◆ **Short problem**
Put this sentence from the Swift word-counting thread below into Spanish: "To count the multiplicity of each word I'll be using a dictionary:"

◆ **Selected extract**
■ ■ ■ ■ ■

How to put and sort word in NSCountedSet in swift?

193 views Asked by At

I'm try to getting most duplicated word from string with this code.

let text = """
  aa bb aa bb aa bb cc dd dd cc zz zz cc dd zz
  """
  let words = text.unicodeScalars.split(omittingEmptySubsequences: true, whereSeparator: { !CharacterSet.alphanumerics.contains($0) })
  .map { String($0) }
  let wordSet = NSCountedSet(array: words)
  let sorted = wordSet.sorted { wordSet.count(for: $0) > wordSet.count(for: $1) }
print(sorted.prefix(3))

result is

[cc, dd, aa]

Currently, it put all words, even it is a single charcter.

What I'm going to do is,

  1. put a word to NSCountedSet which has more than one character.
  2. if words in NSCountedSet have same count, sort it alphabetically. (desired result is aa ,cc, dd)

And if it is possible..

  1. omit parts of speech from the string, such as 'and, a how,of,to,it,in on, who '....etc
1

There are 1 answers

4
ielyamani On

Let's consider this string:

let text = """
      She was young the way an actual young person is young.
      """

You could use a linguistic tagger :

import NaturalLanguage

let options = NSLinguisticTagger.Options.omitWhitespace.rawValue
let tagger = NSLinguisticTagger(tagSchemes: NSLinguisticTagger.availableTagSchemes(forLanguage: "en"), options: Int(options))

To count the multiplicity of each word I'll be using a dictionary:

var dict = [String : Int]()

Let's define the accepted linguistic tags (you change these to your liking) :

let acceptedtags: Set = ["Verb", "Noun", "Adjective"]

Now let's parse the string, using the linguistic tagger :

let range = NSRange(location: 0, length: text.utf16.count)

■ ■ ■ ■ ■

[Stored dataset items]

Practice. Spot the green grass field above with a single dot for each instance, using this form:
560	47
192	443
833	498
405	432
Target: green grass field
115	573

■ ■ ■ ■ ■

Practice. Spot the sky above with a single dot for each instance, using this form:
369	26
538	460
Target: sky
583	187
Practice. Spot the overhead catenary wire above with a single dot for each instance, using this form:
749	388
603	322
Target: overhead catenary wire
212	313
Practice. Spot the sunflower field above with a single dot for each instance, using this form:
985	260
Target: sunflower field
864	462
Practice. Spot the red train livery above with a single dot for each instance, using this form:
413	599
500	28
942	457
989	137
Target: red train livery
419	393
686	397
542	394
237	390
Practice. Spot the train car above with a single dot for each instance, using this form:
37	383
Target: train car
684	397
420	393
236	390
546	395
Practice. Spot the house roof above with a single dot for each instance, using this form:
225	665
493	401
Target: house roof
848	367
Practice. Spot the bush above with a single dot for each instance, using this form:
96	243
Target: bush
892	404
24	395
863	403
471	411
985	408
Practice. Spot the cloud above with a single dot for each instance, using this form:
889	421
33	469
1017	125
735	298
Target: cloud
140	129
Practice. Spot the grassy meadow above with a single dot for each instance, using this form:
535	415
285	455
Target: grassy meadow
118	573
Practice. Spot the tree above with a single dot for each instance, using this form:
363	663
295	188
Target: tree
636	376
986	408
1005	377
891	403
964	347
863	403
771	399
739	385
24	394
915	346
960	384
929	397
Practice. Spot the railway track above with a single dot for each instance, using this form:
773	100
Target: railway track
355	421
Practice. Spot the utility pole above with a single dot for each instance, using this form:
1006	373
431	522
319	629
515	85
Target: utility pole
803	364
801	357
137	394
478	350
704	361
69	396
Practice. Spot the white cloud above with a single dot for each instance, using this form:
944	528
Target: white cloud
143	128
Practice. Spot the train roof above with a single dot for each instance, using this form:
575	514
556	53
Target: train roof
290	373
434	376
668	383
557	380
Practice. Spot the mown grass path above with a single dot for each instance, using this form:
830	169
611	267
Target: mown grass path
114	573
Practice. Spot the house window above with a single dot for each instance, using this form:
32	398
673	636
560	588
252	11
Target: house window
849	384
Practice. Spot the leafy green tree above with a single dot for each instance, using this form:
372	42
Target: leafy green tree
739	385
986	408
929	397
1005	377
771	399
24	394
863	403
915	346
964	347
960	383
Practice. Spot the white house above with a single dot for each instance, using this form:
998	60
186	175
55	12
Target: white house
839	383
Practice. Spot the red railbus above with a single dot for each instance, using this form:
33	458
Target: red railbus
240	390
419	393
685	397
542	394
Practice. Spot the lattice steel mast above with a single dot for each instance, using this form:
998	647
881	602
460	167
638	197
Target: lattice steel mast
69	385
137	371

■ ■ ■ ■ ■

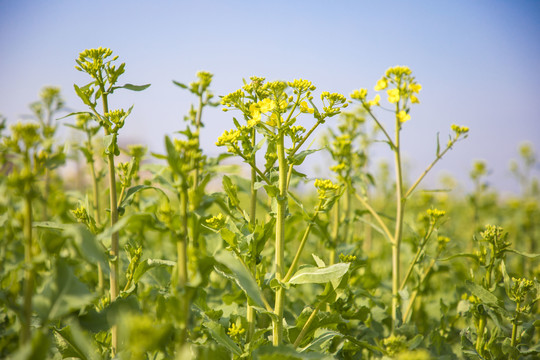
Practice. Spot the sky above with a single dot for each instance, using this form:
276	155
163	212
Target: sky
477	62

■ ■ ■ ■ ■

◆ **Written solution**
Para contar la multiplicidad de cada palabra, usaré un diccionario: